Page
================================

If the plant couldn’t prove that it had met every safety standard, it risked closure. So, when Superstorm Sandy began to swell the waters off the Jersey Shore on October 29, 2012, Kirk knew his priorities with absolute certainty: nimble-footed in his white rubber boots, he saved the data.

Then came the water.

“The neighbor’s dock was bent up and poking through our back door.”

On Bay Avenue, the town’s main drag, water covered the fire hydrants and inched up the poles of street signs. Sandy’s storm surge, a massive dome of water pushed by the wind and pulled by a full moon, reached up to 17 feet at its apex.

That night, waves wiped away docks and tossed ships into town, jamming them into alleys and sending prows through kitchen windows. Eighty-five percent of homes in Highlands were either damaged or destroyed. The water peeled off walls and left houses in a terminal tilt.

================================

Stored rows
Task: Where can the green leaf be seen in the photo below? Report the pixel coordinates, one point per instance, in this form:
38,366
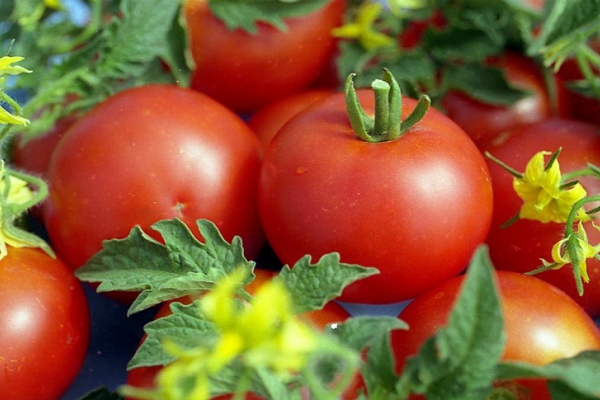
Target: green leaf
568,25
126,52
359,332
373,333
460,361
485,84
186,327
313,285
101,393
182,265
576,376
132,40
244,14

================================

List of tasks
**a)** According to the Superstorm Sandy passage, what percentage of homes in Highlands were damaged or destroyed?
**b)** Resume the Superstorm Sandy account after its final sentence.

Expected answers
**a)** Eighty-five percent

**b)**
The following day, Kirk returned to the plant. “The dock looked like a roller coaster,” he says. “The neighbor’s dock was bent up and poking through our back door. And two of the 25-ton units that heat and cool the plant’s water went from the top of the building to the ground.”

Plant workers and shellfishermen showed up with tools and trucks. They gutted and rebuilt the ruined interior rooms. They replaced the refrigeration system. They put a new roof on the plant. “Everybody was hauling debris, banging nails, doing a thing or two,” says Ed Eisman.

“In six weeks, we were back on the water.”

The dock at J. T. WhiteThomas Fox Parry

The dock at J. T. White

The real storm hit a couple of years later. In February 2015, the Highlands borough council noted that the lease on the facility was set to expire in August of that year. As the council saw things, it was required by New Jersey law to solicit proposals and lease to the highest qualified bidder.

The borough was getting $38,000 a year in rent. It decided to open the bidding at $76,000 and stated that it wanted a tenant that could double production capacity.

The Baymen stewed. As they saw it, their lease was renewable. If the borough wished to hike the rent, the lease contained a provision that required negotiations and, failing agreement, arbitration by a third party. Besides, the original agreement with the Port Authority specified that the plant was to be run as a nonprofit, and the borough’s demands seemed to be violating the spirit of the agreement.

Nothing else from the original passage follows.